# Exercise brief
Copy each of the records below word for word, line by line, with no changes.
———
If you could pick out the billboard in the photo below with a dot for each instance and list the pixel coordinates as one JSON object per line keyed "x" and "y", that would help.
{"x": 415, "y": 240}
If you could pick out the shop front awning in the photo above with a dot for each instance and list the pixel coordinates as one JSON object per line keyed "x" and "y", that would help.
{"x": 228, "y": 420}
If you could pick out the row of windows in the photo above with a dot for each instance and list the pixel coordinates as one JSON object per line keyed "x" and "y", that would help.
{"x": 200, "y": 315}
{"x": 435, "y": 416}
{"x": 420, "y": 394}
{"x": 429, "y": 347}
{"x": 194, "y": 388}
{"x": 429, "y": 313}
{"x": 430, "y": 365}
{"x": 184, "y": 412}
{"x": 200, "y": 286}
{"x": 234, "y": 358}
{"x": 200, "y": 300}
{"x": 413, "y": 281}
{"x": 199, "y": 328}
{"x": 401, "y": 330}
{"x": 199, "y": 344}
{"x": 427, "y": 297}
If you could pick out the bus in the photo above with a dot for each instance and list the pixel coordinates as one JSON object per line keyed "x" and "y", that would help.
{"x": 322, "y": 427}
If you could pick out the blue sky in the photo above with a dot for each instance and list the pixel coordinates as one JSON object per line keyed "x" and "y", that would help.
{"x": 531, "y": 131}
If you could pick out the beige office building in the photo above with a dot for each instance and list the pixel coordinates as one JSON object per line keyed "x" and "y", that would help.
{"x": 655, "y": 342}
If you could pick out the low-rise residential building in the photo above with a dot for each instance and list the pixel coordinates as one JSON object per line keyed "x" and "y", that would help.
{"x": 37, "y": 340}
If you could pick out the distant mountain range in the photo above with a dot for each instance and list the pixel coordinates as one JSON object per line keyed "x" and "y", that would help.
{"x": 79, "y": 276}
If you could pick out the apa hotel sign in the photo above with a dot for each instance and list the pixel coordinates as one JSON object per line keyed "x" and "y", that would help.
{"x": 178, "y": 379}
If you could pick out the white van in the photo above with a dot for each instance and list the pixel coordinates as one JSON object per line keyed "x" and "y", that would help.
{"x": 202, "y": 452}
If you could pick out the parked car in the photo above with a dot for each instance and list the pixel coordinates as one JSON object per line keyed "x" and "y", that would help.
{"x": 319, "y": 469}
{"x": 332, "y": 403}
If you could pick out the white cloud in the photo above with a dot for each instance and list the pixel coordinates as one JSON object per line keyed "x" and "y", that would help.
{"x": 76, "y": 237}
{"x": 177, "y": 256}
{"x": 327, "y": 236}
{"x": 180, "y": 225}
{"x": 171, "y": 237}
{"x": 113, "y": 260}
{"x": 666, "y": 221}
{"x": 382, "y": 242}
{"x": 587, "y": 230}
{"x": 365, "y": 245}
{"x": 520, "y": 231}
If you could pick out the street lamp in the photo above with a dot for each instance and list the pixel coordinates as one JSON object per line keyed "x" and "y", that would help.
———
# Result below
If you could pick out the billboard in the photo below with a dot for each instance and list the pixel coordinates as one JSON object per line keyed "x" and "y", that would help.
{"x": 415, "y": 240}
If you could pick out the shop front awning in the photo above with a dot for each instance and list the pixel coordinates as one JSON object per line keyed "x" and "y", that would help.
{"x": 228, "y": 420}
If you could pick out the row of windows in the photo above with a dot for each instance and list the pixel coordinates as one JSON object per line keyed "x" and "y", that would help.
{"x": 200, "y": 315}
{"x": 435, "y": 416}
{"x": 420, "y": 394}
{"x": 429, "y": 347}
{"x": 194, "y": 388}
{"x": 429, "y": 313}
{"x": 430, "y": 365}
{"x": 184, "y": 412}
{"x": 200, "y": 286}
{"x": 234, "y": 358}
{"x": 200, "y": 300}
{"x": 413, "y": 281}
{"x": 199, "y": 328}
{"x": 401, "y": 330}
{"x": 199, "y": 344}
{"x": 427, "y": 297}
If you could pick out the bus in the photo above with a dot for each instance and list the pixel coordinates as one JSON object per line keyed "x" and "y", that would help.
{"x": 322, "y": 427}
If you could pick out the blue sky in the photo above with a dot for each instance and list the pixel coordinates as one JSON object per line keyed "x" and "y", that would help.
{"x": 531, "y": 131}
If you could pick out the beige office building in the photo above with a dot for each instance and list the pixel coordinates as one JSON object per line keyed "x" and "y", that would help.
{"x": 655, "y": 342}
If you could pick out the low-rise residential building in the photo above with a dot for each instance and list the pixel coordinates as one JSON object per line keyed "x" and "y", that would help.
{"x": 37, "y": 340}
If you could pick out the distant mountain range in the photo above with a dot for each instance and list the pixel coordinates as one JSON object per line keyed "x" and "y", that would help.
{"x": 79, "y": 276}
If you could pick out the apa hotel sign in the photo above with a dot for each instance and list the pixel coordinates as one JSON object per line keyed "x" and "y", that would help.
{"x": 178, "y": 379}
If you could pick out the white van in the photo above with a dot for each instance and list the pixel coordinates as one JSON object per line keyed "x" and "y", that would help.
{"x": 202, "y": 452}
If you could pick out the parked car in the photo above with a dot for each instance and list the pixel coordinates as one JSON object per line keyed "x" and "y", that would help.
{"x": 319, "y": 469}
{"x": 332, "y": 403}
If you could pick out the white cloud in the photo above with a dot for each instance and list the pixel coordinates as one JSON object per line keyed "x" and "y", that would help.
{"x": 76, "y": 237}
{"x": 177, "y": 256}
{"x": 327, "y": 236}
{"x": 180, "y": 225}
{"x": 171, "y": 237}
{"x": 113, "y": 260}
{"x": 666, "y": 221}
{"x": 382, "y": 242}
{"x": 587, "y": 230}
{"x": 365, "y": 245}
{"x": 520, "y": 231}
If you could pick out the street lamp in the photo above with a dot for each instance and list the pixel coordinates as one JSON object per line keyed "x" and "y", that would help.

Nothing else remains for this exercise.